PAGE:
First, let's start by doing some imports and then loading up the FDR data set we created in the last exercise, using pandas's read_csv method.

In [28]:
import nltk
import pandas as pd
from nltk.corpus import stopwords
import string

In [27]:
fp = 'data/FDR-PearlHarbor_parsed.csv'
speech = pd.read_csv(fp, index_col=0)
speech.head()

Unnamed: 0,is_punct,is_stop,sent_id,token
0,False,False,1,mr.
1,False,False,1,vice
2,False,False,1,president
3,True,False,1,","
4,False,False,1,mr.


## Ngrams
We will cover ngrams first because they are the most easy to visualize with our existing data.  Ngrams represent words that occur sequentially together.  

In [58]:
ex_tokens = ['there', 'is', 'a', 'dog', 'in', 'my', 'purse']
for ngram in nltk.ngrams(ex_tokens, 2):
    print(ngram)

('there', 'is')
('is', 'a')
('a', 'dog')
('dog', 'in')
('in', 'my')
('my', 'purse')


We have seen ngram-related concepts at work previously when we looked at context and collocations.

In [59]:
#make a text out of list of tokens from DataFrame
text = nltk.Text(speech.token.tolist())

Remember when we generated the context of a word, we got back a FreqDist of all of the word pairs it was surrounded by.

SUPPLIED MATERIAL:

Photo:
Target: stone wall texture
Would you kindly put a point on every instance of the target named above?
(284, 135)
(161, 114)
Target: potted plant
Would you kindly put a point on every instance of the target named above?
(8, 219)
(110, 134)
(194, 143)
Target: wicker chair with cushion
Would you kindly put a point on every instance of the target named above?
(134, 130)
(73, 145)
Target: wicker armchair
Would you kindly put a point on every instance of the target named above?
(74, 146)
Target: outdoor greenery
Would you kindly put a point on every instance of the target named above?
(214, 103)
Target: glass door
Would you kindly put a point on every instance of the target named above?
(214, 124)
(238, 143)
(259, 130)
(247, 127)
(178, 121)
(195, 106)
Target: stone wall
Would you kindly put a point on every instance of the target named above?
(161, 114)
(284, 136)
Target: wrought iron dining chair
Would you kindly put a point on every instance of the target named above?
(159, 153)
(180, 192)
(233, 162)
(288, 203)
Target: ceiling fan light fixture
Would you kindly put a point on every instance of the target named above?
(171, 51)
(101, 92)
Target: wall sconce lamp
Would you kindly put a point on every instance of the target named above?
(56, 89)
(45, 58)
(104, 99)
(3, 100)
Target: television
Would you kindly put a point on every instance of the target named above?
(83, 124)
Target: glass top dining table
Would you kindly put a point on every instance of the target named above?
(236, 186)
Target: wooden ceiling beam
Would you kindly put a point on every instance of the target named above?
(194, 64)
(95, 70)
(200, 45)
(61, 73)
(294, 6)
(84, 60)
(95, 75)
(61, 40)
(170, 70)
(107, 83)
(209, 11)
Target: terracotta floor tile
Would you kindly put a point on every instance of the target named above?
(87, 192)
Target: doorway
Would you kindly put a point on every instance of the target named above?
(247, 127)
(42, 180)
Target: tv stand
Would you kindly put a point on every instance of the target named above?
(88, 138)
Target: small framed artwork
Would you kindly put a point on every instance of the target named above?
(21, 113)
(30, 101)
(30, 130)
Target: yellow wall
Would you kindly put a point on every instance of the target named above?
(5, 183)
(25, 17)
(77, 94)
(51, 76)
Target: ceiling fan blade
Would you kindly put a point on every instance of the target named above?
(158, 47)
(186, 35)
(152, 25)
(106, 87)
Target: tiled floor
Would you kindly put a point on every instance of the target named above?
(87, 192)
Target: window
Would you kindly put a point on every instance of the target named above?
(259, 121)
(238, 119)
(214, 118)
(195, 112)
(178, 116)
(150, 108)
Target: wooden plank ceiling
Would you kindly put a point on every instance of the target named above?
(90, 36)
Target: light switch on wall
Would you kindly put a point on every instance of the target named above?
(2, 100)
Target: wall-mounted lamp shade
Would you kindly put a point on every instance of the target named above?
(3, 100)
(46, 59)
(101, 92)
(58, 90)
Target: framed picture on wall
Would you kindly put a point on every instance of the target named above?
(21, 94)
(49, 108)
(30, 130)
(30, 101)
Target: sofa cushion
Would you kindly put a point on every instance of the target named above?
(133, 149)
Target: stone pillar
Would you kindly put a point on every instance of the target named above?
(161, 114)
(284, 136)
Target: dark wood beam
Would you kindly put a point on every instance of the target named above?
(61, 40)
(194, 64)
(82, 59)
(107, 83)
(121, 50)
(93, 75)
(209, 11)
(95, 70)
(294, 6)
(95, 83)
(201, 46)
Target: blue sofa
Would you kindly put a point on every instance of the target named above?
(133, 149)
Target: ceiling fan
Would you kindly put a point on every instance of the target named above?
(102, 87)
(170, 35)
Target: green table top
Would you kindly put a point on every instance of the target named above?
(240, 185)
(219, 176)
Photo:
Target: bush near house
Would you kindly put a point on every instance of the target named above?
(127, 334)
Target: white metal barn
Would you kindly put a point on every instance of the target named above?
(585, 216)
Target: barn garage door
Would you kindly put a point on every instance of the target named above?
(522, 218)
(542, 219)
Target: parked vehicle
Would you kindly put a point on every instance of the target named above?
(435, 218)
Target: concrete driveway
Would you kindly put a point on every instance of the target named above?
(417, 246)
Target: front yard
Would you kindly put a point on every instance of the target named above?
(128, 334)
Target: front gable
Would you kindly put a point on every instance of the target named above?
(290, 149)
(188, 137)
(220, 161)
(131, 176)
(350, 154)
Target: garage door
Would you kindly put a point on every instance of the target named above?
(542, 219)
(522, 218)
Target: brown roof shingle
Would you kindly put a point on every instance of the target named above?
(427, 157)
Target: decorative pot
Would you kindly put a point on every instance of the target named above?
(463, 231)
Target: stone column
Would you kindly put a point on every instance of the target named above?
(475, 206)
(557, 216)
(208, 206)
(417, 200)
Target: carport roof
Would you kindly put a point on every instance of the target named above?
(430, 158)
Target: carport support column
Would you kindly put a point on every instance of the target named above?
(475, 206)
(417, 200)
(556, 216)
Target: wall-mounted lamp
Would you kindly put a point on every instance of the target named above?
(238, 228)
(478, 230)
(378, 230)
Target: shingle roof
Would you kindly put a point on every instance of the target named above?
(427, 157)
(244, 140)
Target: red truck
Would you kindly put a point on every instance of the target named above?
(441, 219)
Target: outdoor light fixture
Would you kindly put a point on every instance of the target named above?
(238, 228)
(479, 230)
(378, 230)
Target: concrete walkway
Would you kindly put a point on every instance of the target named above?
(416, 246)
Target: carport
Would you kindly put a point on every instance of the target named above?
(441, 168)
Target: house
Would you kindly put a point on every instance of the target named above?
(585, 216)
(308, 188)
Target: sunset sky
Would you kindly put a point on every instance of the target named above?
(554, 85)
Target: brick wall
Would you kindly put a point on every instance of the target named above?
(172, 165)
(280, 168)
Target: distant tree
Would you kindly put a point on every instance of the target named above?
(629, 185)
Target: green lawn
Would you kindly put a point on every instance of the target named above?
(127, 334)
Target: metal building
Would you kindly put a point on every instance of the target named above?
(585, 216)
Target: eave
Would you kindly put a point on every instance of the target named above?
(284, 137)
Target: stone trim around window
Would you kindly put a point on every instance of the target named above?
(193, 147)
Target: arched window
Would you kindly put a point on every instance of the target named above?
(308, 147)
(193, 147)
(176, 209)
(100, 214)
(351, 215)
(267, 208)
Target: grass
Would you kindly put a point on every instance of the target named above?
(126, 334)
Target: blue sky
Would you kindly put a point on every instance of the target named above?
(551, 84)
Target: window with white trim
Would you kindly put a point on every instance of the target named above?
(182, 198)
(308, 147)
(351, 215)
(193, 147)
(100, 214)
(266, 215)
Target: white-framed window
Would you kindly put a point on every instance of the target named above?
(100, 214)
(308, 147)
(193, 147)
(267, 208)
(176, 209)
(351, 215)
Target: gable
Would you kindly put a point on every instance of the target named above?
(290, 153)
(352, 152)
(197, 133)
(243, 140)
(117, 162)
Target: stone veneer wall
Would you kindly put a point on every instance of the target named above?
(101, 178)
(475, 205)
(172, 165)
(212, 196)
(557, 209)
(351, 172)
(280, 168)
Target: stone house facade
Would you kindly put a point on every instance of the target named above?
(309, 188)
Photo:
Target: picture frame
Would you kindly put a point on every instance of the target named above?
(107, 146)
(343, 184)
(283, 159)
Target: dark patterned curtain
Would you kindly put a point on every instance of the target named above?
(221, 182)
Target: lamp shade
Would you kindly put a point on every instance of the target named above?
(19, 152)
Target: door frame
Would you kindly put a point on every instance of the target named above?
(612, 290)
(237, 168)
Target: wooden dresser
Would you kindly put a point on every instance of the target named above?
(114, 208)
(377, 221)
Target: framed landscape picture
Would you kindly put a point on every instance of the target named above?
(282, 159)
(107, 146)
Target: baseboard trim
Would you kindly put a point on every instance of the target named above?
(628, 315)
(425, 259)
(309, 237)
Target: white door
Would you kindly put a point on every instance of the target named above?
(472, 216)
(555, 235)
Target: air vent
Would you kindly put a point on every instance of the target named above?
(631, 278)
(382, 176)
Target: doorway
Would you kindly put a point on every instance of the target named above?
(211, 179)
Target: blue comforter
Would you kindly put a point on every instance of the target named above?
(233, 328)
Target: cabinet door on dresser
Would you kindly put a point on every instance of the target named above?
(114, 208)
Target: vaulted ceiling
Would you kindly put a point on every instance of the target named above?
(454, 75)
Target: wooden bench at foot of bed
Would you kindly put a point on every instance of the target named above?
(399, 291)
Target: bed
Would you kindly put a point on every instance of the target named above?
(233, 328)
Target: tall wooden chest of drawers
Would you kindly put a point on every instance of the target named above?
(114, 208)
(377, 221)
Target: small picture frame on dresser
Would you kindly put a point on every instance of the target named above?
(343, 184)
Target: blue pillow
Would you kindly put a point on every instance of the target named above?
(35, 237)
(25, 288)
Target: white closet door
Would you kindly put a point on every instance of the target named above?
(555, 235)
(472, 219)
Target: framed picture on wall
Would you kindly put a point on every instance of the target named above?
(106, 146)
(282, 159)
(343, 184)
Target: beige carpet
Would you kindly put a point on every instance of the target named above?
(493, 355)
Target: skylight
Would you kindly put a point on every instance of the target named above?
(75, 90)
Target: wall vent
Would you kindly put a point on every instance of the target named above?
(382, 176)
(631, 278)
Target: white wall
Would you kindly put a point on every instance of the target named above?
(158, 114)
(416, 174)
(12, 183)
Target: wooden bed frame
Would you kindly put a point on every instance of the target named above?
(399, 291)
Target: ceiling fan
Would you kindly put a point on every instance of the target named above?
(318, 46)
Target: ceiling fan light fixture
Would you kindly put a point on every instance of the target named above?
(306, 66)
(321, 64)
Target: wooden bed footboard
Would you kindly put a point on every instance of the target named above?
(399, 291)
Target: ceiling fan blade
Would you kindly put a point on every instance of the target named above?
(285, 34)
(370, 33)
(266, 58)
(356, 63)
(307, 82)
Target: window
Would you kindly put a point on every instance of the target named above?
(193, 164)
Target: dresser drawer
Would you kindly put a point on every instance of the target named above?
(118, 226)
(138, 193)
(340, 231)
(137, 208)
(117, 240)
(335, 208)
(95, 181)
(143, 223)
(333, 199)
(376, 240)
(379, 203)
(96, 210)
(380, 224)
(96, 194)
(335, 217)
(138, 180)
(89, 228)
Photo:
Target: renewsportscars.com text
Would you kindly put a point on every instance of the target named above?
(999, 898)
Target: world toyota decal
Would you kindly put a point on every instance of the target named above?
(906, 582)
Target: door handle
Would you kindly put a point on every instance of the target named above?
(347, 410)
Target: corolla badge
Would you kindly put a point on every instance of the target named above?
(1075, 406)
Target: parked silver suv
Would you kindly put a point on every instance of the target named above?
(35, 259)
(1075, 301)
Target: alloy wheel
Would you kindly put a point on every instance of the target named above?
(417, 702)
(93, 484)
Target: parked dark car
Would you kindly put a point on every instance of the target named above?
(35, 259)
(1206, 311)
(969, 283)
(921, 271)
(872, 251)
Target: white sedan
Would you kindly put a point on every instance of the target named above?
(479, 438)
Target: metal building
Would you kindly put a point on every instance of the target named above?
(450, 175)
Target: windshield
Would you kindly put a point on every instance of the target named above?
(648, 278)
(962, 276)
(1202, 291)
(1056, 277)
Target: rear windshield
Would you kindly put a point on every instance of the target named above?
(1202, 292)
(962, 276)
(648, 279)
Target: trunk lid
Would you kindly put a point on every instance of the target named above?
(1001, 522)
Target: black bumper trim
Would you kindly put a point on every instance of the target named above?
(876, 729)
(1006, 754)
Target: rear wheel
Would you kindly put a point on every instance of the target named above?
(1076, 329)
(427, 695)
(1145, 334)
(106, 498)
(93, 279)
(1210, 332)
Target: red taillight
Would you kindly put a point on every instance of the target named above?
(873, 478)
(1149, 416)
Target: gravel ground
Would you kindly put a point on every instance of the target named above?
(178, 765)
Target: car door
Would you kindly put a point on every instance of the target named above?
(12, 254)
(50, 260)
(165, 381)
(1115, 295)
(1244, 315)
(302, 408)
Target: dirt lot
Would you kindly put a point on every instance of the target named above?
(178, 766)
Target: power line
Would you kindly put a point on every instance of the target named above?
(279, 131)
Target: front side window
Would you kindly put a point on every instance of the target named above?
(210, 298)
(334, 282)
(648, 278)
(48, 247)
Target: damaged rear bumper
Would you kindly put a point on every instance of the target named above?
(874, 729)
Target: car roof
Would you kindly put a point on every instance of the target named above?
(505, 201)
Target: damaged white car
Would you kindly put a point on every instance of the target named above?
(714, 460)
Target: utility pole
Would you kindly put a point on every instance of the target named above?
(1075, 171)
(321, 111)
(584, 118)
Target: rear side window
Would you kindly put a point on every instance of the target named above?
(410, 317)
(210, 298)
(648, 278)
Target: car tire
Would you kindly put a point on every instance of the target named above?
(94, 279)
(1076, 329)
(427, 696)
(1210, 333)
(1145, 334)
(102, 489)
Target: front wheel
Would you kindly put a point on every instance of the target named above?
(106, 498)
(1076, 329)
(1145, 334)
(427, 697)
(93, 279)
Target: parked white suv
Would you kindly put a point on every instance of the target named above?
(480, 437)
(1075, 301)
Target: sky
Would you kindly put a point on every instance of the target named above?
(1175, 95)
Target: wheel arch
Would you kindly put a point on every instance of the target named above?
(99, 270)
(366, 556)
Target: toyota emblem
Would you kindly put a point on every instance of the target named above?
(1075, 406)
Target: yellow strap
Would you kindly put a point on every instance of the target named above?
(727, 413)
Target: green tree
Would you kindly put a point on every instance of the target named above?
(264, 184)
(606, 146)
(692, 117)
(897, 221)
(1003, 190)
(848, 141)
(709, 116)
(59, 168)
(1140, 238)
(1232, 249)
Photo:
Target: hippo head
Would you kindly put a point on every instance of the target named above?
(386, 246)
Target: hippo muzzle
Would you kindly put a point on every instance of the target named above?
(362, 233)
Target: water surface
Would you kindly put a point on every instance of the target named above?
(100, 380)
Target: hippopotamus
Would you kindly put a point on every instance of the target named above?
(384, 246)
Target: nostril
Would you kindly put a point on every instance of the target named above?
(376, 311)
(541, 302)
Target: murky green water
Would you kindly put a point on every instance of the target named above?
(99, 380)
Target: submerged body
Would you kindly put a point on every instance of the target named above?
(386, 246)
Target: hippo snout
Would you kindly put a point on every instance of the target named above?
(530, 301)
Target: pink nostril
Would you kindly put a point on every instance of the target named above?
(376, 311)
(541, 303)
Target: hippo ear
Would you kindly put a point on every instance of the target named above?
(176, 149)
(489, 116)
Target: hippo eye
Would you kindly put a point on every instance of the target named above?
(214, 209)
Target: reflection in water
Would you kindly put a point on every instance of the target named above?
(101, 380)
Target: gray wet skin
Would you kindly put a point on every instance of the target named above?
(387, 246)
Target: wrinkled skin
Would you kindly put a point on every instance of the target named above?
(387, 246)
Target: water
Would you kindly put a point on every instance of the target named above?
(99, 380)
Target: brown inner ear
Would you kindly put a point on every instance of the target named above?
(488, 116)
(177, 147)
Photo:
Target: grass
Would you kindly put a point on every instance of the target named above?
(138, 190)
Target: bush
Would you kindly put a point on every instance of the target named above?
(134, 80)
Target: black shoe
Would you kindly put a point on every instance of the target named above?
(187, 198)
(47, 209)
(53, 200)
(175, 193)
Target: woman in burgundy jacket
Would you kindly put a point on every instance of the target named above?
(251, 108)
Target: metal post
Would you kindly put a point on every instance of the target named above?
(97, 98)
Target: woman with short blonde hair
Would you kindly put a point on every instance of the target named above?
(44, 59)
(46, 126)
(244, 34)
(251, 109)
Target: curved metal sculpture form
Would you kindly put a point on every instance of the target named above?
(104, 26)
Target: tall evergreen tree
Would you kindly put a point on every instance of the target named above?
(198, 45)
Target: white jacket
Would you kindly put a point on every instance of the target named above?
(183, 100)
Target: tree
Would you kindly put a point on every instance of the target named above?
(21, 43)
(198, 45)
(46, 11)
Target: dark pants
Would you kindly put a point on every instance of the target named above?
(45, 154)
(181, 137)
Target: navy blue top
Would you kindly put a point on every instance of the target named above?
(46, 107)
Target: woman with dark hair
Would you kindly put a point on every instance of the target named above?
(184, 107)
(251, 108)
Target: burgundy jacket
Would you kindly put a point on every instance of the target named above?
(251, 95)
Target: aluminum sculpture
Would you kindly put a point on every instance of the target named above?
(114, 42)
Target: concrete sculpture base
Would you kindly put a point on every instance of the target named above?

THINGS TO DO:
1. In the ngrams tutorial, which pandas method loads the FDR data set?
2. Shorten the paragraph of the ngrams tutorial that begins "We will cover ngrams first" into a single sentence that keeps its main facts.
3. Carry on the ngrams tutorial from its last sentence.
The lines have no connection to the ngrams tutorial.

EXERCISE RESULTS:
1. The read_csv method.

2. Ngrams, which are words occurring sequentially together, come first because they are the easiest to visualize with the existing data.

3.
In [60]:
contexts = nltk.ContextIndex(text.tokens)
contexts._word_to_contexts['japanese']

FreqDist({(',', 'forces'): 3,
          ('after', 'air'): 1,
          ('the', 'ambassador'): 1,
          ('the', 'attacked'): 2,
          ('the', 'empire'): 1,
          ('the', 'government'): 2})

We can do this manually as well using ngrams.  Let's look for the word 'japanese' and count up all of its contexts as they occur in trigrams in which it is included.

In [61]:
from collections import Counter

context_dict = Counter()
for gram3 in nltk.ngrams(text.tokens, 3):
    if gram3[1] == 'japanese':
        context_dict.update([(gram3[0],gram3[2])])
context_dict

Counter({(',', 'forces'): 3,
         ('after', 'air'): 1,
         ('the', 'ambassador'): 1,
         ('the', 'attacked'): 2,
         ('the', 'empire'): 1,
         ('the', 'government'): 2})

Collocations looked for pairs of words that were commonly seen occurring in the same window.  NLTK's BigramCollocationFinder actually looks at all ngrams in the text, so we will only consider the 4grams as an example.

In [72]:
text.collocations()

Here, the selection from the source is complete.